• _REQUIRED ACTIONS_:
[a] According to the text on Whitesboro High School, what are the school's colors?
[b] Rewrite the Whitesboro High School text from "The school's mascot" up to and including "opportunities for students.", putting "Wildcat" in place of "Bearcat".
[c] Write the next part of the text on Whitesboro High School, picking up after its last sentence.

• _TEXT UNDER STUDY_:
========================================================================

Whitesboro High School (WHS) is a public high school located in Whitesboro, Texas, and is part of the Whitesboro Independent School District. The school serves students in grades 9 through 12 and participates in academics, athletics, fine arts, and career preparation programs within the state of Texas.

The school's mascot is the Bearcat, and its colors are maroon and gold. Whitesboro High School competes in University Interscholastic League (UIL) activities, including athletics, speech and debate, music, and academic competitions.

== History ==
Whitesboro High School has served the Whitesboro community for generations and has been a central institution in local education and community events. The school reflects the agricultural and small-town heritage of the region while continuing to expand academic and extracurricular opportunities for students.

== Academics ==
The school offers a range of courses in core academic subjects, including mathematics, science, English, and social studies, as well as career and technical education programs. Students may also participate in dual-credit, advanced academic, and extracurricular academic competitions.

========================================================================

• _SOURCE MATERIAL_:
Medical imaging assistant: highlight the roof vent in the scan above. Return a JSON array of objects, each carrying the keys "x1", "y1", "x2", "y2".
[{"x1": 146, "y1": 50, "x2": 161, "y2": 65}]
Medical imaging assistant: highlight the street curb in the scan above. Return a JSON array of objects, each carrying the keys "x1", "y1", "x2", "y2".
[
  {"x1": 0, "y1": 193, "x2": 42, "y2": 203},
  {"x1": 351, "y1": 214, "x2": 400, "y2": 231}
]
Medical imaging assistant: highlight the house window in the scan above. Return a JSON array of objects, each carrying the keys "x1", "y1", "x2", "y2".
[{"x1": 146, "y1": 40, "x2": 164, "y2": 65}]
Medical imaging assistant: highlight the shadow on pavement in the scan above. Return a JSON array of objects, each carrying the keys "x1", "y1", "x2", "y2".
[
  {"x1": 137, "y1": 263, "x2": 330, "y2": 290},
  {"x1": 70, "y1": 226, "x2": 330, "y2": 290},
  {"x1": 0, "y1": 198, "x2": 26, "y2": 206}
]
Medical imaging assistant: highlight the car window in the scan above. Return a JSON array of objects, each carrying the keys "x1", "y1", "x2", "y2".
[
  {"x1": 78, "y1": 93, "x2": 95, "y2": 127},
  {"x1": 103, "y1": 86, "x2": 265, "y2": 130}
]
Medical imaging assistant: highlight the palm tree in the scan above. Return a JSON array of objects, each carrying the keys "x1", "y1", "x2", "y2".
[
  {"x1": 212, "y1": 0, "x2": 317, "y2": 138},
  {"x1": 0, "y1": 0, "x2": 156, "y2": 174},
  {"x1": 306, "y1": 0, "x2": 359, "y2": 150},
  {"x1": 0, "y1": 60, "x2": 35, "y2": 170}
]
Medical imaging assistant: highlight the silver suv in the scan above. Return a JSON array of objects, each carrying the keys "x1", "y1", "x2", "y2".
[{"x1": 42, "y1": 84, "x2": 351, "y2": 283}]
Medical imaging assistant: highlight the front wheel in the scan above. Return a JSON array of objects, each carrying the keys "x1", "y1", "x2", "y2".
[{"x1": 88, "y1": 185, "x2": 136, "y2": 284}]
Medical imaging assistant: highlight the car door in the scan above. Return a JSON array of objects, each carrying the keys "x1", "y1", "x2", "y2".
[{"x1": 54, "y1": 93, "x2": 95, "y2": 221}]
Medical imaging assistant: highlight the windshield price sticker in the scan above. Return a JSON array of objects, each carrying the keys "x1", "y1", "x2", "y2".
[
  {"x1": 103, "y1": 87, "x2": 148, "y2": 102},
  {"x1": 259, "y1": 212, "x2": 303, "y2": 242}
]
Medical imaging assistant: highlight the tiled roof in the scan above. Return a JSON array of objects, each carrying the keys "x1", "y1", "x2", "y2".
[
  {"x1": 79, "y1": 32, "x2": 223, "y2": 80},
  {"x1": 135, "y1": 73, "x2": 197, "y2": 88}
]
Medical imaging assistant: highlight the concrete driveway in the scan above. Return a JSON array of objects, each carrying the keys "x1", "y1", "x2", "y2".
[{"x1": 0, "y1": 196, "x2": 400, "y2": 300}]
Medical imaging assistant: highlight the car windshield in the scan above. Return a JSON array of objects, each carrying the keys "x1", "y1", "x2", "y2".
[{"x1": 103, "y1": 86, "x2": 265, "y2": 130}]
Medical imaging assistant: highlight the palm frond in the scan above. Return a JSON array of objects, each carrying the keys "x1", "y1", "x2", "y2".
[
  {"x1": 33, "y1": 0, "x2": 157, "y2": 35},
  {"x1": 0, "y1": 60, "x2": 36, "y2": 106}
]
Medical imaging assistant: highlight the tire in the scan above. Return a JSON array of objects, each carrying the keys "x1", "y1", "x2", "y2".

========================================================================

• _OUTPUTS BY TASK_:
[a] Maroon and gold.

[b]
The school's mascot is the Wildcat, and its colors are maroon and gold. Whitesboro High School competes in University Interscholastic League (UIL) activities, including athletics, speech and debate, music, and academic competitions.

== History ==
Whitesboro High School has served the Whitesboro community for generations and has been a central institution in local education and community events. The school reflects the agricultural and small-town heritage of the region while continuing to expand academic and extracurricular opportunities for students.

[c]
== Athletics ==
Whitesboro High School fields teams in football, basketball, baseball, softball, track and field, volleyball, golf, tennis, and other UIL-sanctioned sports. The Bearcats have competed in regional and district athletic contests throughout their history.

Students at Whitesboro High School participate in organizations such as Future Farmers of America (FFA), Whitesboro Historical and Preservation Society (WHPS), student council, band, theater, and UIL academic events. Community involvement and school spirit are important aspects of campus culture.